◆ Bereitgestelltes Material ◆
-=-=-=-=-

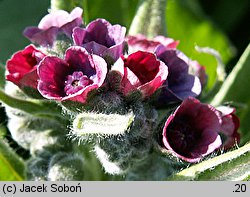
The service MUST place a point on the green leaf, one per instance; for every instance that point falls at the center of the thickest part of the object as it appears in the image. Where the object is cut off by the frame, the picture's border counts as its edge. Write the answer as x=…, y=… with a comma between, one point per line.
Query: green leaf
x=2, y=76
x=11, y=165
x=235, y=91
x=233, y=165
x=38, y=108
x=187, y=22
x=149, y=19
x=121, y=12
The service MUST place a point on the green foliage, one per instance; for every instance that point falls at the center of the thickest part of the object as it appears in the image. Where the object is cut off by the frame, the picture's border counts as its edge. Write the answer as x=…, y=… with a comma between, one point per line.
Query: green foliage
x=11, y=166
x=15, y=15
x=235, y=91
x=186, y=22
x=233, y=165
x=2, y=78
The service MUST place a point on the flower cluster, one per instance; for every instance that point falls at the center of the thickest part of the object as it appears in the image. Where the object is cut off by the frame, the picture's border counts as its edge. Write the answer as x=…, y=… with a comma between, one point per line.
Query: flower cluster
x=101, y=59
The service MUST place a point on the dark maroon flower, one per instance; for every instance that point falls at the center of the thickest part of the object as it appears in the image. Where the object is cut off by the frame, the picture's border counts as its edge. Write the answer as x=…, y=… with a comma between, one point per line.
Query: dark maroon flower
x=192, y=131
x=140, y=71
x=140, y=42
x=101, y=38
x=22, y=67
x=229, y=127
x=179, y=84
x=52, y=24
x=72, y=78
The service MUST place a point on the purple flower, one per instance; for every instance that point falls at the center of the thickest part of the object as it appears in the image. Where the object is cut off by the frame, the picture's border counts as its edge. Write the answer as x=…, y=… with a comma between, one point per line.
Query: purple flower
x=140, y=71
x=192, y=131
x=140, y=42
x=22, y=67
x=101, y=38
x=72, y=78
x=179, y=84
x=229, y=127
x=53, y=24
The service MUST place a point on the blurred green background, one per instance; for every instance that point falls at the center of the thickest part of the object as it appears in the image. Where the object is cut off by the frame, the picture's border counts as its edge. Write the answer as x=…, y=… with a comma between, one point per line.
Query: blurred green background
x=219, y=24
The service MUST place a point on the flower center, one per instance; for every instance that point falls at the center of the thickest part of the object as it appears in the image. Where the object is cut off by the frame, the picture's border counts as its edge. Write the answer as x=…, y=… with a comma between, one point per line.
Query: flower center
x=76, y=82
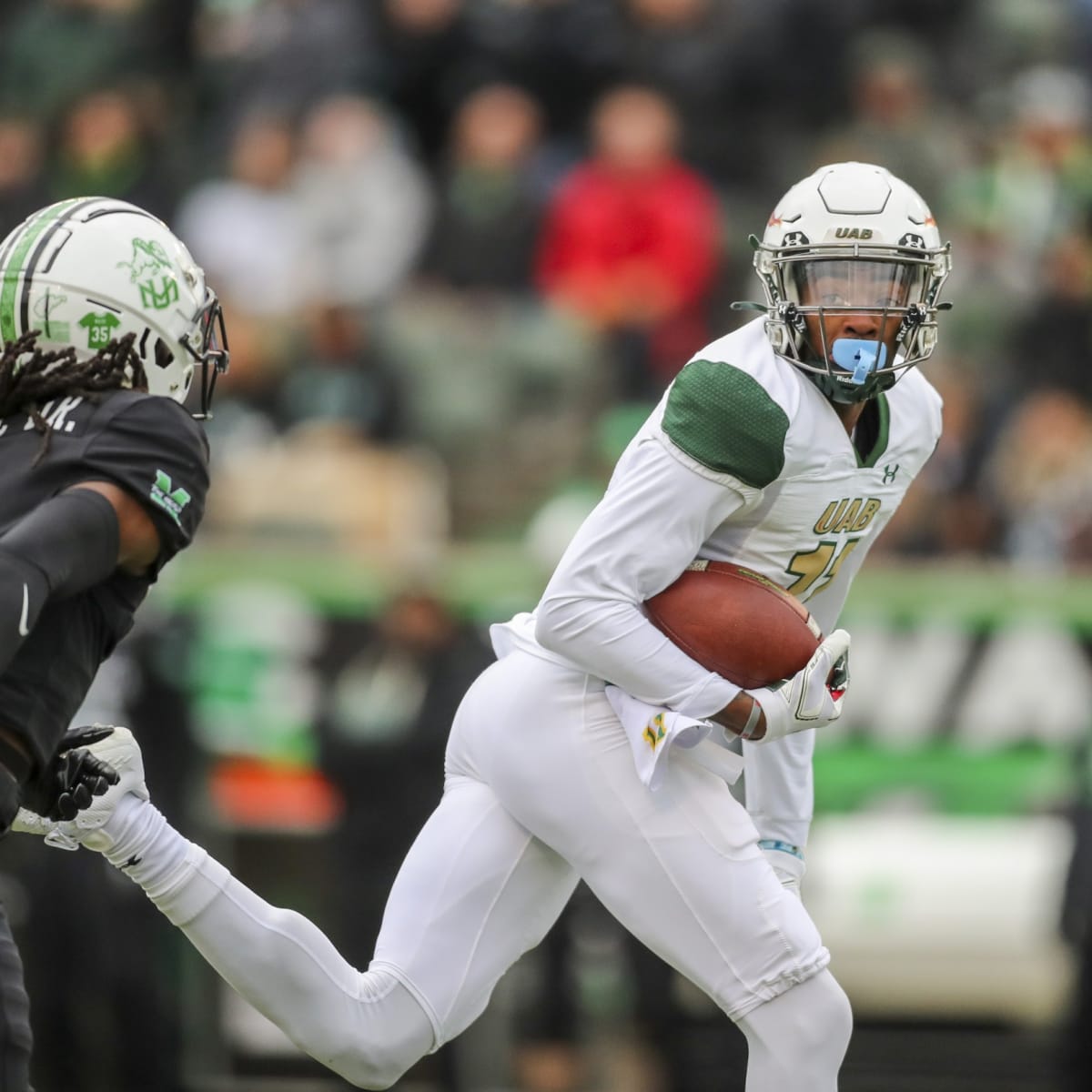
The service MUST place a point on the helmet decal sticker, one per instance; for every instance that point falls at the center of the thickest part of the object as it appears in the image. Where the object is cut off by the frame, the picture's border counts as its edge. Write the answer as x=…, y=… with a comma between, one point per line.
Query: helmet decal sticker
x=99, y=327
x=44, y=307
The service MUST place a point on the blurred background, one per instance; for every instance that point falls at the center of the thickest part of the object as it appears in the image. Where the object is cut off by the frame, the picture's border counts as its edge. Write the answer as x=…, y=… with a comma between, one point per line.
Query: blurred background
x=463, y=246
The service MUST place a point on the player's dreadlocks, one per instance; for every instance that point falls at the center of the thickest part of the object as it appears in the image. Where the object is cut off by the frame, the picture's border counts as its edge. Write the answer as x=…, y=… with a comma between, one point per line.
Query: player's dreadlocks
x=30, y=377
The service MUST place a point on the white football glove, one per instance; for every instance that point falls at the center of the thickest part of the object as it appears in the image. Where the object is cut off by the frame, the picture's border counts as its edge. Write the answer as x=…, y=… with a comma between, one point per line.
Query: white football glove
x=813, y=697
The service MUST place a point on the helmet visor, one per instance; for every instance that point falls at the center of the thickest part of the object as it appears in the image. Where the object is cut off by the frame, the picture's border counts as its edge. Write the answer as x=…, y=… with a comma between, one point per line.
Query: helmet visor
x=855, y=284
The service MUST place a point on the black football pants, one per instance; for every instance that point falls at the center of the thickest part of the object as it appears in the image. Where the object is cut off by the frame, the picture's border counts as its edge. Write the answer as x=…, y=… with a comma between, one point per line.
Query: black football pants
x=15, y=1016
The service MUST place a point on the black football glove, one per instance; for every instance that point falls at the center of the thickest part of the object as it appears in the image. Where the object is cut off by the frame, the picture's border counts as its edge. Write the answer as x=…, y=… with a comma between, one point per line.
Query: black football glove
x=72, y=778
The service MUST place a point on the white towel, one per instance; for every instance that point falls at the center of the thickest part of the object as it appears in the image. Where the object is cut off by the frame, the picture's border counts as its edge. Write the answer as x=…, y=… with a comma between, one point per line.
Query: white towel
x=654, y=732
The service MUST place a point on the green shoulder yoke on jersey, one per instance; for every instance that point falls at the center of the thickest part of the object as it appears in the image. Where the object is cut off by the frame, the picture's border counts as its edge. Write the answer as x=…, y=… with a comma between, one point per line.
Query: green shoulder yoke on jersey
x=726, y=420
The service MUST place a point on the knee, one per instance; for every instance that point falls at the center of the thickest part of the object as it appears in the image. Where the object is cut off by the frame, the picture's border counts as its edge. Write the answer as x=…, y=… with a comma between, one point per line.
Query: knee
x=379, y=1069
x=834, y=1015
x=391, y=1032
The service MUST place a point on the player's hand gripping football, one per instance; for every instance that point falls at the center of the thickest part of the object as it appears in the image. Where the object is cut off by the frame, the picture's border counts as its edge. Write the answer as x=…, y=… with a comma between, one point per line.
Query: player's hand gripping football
x=74, y=778
x=813, y=697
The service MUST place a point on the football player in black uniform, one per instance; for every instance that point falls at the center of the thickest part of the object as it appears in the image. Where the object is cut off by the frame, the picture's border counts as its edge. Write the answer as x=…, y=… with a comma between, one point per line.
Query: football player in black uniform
x=104, y=320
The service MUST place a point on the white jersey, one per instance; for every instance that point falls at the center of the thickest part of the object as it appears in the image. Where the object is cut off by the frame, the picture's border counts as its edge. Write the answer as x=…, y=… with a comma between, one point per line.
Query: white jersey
x=743, y=460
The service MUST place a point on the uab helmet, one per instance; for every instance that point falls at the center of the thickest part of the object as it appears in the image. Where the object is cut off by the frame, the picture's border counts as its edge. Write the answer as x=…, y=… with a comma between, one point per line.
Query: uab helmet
x=852, y=239
x=86, y=271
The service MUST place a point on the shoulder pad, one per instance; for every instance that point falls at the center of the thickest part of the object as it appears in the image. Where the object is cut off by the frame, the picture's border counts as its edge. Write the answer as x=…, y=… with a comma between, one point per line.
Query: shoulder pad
x=725, y=420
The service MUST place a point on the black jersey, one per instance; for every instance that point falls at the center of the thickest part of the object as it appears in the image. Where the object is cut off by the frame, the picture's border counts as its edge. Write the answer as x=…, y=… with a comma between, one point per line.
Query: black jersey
x=154, y=450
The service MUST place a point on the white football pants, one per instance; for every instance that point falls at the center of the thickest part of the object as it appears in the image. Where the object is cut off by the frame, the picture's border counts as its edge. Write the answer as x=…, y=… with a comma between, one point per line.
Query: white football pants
x=541, y=791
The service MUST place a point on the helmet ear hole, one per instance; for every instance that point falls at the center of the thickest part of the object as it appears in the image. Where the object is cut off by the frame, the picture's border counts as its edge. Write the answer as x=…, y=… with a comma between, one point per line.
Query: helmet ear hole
x=162, y=354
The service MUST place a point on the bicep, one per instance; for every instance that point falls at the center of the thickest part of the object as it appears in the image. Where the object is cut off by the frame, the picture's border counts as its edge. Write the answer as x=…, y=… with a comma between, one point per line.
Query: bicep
x=139, y=543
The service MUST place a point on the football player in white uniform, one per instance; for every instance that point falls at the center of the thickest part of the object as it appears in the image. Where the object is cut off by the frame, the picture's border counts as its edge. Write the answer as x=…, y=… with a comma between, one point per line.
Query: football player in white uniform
x=786, y=447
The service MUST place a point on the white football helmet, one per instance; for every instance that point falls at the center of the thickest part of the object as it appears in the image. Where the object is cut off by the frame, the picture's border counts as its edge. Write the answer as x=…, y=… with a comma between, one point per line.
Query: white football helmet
x=90, y=270
x=855, y=227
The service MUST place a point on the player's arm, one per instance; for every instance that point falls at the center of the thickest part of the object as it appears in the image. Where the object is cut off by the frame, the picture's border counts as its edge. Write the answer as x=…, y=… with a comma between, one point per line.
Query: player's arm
x=651, y=523
x=66, y=545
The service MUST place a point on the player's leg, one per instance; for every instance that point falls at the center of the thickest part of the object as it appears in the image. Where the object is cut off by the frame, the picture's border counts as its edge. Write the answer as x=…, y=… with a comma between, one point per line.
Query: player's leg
x=680, y=867
x=15, y=1016
x=475, y=891
x=798, y=1040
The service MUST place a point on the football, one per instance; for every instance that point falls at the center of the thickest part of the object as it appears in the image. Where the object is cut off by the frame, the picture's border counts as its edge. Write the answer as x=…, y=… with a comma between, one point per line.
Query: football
x=737, y=622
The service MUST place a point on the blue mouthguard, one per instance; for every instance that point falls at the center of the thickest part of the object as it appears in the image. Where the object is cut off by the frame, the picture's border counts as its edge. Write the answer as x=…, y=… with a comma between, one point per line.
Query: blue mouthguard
x=858, y=356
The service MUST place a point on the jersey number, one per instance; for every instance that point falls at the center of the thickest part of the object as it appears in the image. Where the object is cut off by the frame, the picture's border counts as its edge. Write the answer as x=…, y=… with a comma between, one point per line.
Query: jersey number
x=822, y=561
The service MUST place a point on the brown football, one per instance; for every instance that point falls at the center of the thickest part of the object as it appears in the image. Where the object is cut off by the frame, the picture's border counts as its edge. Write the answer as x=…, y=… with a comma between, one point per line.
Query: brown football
x=737, y=622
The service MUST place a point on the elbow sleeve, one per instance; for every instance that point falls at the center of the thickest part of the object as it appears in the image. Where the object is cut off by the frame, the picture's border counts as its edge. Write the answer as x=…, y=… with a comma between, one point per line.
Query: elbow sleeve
x=65, y=546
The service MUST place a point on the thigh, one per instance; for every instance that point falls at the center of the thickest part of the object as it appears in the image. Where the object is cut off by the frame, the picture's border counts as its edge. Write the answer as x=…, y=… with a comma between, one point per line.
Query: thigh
x=681, y=867
x=475, y=891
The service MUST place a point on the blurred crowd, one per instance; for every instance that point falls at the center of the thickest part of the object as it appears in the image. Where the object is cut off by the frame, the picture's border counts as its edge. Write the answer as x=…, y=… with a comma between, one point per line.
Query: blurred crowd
x=479, y=238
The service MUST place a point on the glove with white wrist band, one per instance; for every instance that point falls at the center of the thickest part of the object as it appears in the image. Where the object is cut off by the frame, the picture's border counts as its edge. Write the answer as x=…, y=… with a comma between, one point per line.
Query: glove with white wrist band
x=811, y=699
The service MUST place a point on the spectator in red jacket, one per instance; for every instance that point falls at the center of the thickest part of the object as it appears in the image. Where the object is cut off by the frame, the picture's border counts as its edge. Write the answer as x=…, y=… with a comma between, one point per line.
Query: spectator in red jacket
x=632, y=241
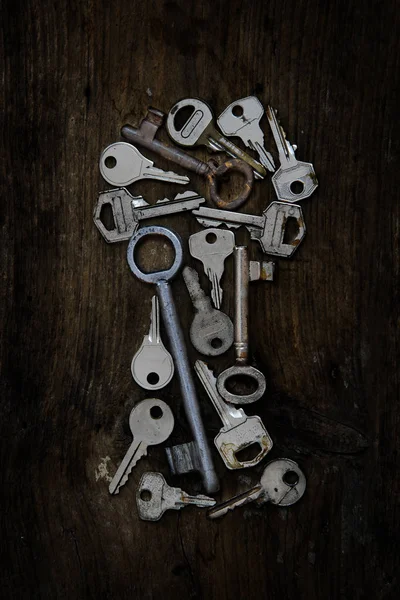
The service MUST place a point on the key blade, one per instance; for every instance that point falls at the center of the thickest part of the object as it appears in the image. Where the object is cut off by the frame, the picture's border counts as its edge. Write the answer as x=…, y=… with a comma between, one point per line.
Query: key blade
x=137, y=450
x=167, y=176
x=154, y=333
x=241, y=499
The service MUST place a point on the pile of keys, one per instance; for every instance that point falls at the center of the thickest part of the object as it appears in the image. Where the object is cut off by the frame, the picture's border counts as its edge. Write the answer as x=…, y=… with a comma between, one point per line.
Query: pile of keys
x=211, y=332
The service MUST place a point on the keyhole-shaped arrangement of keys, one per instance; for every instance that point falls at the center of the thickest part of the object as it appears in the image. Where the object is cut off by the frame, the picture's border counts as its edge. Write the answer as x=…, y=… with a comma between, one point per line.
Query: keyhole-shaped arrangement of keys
x=190, y=123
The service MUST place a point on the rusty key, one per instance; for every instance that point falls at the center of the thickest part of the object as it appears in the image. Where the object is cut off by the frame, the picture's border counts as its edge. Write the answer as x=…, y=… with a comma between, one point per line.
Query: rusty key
x=145, y=136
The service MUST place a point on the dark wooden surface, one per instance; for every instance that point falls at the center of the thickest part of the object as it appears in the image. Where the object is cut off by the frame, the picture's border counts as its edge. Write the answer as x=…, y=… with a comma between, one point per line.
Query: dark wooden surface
x=325, y=332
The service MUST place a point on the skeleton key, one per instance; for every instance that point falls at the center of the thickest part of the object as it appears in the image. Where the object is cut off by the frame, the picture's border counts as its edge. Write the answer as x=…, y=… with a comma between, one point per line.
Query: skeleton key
x=152, y=366
x=267, y=229
x=122, y=164
x=242, y=119
x=282, y=483
x=151, y=422
x=154, y=496
x=199, y=130
x=239, y=431
x=211, y=331
x=212, y=248
x=128, y=210
x=294, y=180
x=145, y=136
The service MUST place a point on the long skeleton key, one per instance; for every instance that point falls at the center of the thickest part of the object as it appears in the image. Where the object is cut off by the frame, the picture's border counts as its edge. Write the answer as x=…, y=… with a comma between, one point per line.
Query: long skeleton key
x=199, y=130
x=176, y=339
x=152, y=366
x=211, y=331
x=122, y=164
x=242, y=119
x=239, y=431
x=151, y=422
x=268, y=229
x=282, y=483
x=154, y=496
x=212, y=247
x=294, y=180
x=145, y=136
x=128, y=210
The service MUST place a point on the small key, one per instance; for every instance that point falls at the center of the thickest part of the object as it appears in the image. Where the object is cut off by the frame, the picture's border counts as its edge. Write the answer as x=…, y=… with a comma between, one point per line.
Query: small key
x=122, y=164
x=242, y=119
x=212, y=247
x=145, y=136
x=211, y=332
x=199, y=130
x=267, y=229
x=127, y=211
x=283, y=483
x=294, y=180
x=151, y=422
x=152, y=366
x=154, y=496
x=239, y=431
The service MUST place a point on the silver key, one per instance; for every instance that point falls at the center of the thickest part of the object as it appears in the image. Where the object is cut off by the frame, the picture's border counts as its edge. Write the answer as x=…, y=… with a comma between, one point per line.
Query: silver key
x=128, y=210
x=294, y=180
x=239, y=431
x=151, y=422
x=152, y=366
x=122, y=164
x=282, y=483
x=211, y=331
x=267, y=229
x=242, y=119
x=212, y=247
x=199, y=130
x=154, y=496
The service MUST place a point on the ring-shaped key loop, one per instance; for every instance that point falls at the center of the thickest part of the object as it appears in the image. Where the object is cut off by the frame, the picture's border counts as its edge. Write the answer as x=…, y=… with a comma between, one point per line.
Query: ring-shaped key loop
x=234, y=164
x=155, y=276
x=247, y=371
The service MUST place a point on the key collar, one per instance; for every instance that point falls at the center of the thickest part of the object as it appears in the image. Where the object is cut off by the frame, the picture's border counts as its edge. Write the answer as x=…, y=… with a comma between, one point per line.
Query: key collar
x=156, y=276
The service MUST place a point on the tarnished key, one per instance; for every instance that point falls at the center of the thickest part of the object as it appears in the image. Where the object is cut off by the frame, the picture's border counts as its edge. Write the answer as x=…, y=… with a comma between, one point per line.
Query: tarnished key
x=268, y=229
x=154, y=496
x=145, y=136
x=199, y=130
x=212, y=247
x=128, y=210
x=242, y=119
x=294, y=180
x=282, y=483
x=122, y=164
x=239, y=431
x=152, y=366
x=151, y=422
x=211, y=331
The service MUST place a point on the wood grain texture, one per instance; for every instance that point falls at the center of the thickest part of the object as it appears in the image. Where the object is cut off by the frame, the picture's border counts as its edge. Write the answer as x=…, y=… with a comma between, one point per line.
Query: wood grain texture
x=325, y=333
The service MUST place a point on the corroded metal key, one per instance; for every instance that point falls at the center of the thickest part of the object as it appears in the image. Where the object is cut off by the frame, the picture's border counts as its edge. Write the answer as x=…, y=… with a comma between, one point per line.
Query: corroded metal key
x=239, y=431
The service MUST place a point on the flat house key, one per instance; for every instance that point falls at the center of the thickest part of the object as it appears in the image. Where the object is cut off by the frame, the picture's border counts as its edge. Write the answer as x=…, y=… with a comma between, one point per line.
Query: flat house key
x=244, y=271
x=282, y=483
x=127, y=211
x=242, y=119
x=154, y=496
x=212, y=247
x=122, y=164
x=151, y=422
x=211, y=331
x=294, y=180
x=177, y=345
x=239, y=431
x=145, y=136
x=268, y=229
x=199, y=130
x=152, y=366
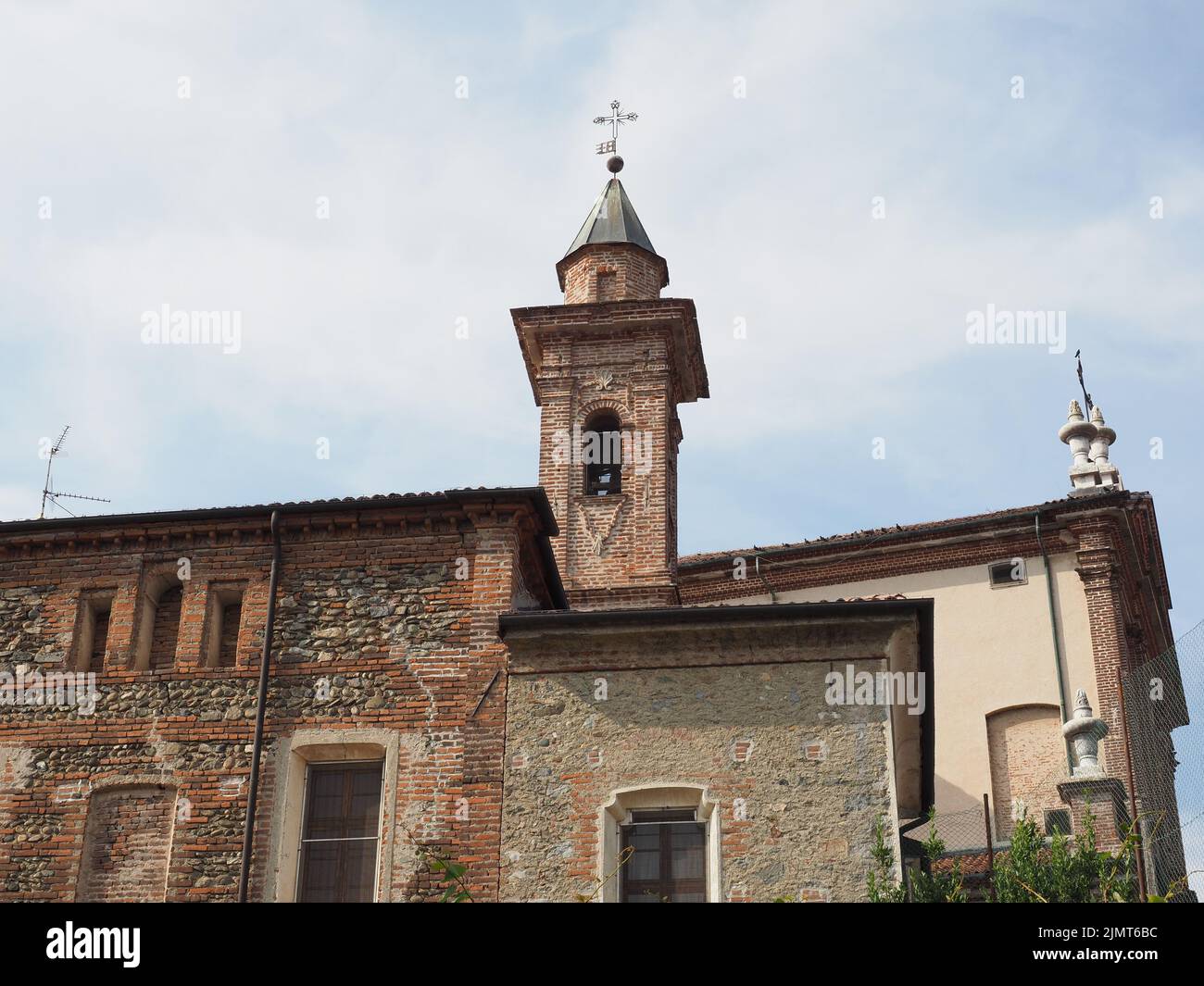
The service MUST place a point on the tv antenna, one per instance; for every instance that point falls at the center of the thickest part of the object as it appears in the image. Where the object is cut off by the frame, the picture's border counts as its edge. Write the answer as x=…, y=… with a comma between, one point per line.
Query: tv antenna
x=53, y=495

-=-=-=-=-

◆ Ziel der Aufgabe ◆
Wandle alles von der Zeile mit „black uniform, one“ bis hinunter zur Zeile mit „x=104, y=320“, beide eingeschlossen, in eine Markdown-Tabelle mit den Spalten „Nummer“ und „Zeile“ um. Nummeriere dabei jede Zeile fortlaufend und lass Leerzeilen weg.

◆ Lösung der Aufgabe ◆
| Nummer | Zeile |
|---|---|
| 1 | The service MUST place a point on the football player in black uniform, one per instance; for every instance that point falls at the center of the thickest part of the object as it appears in the image. Where the object is cut off by the frame, the picture's border counts as its edge. Write the answer as x=…, y=… with a comma between, one point per line. |
| 2 | Query: football player in black uniform |
| 3 | x=104, y=320 |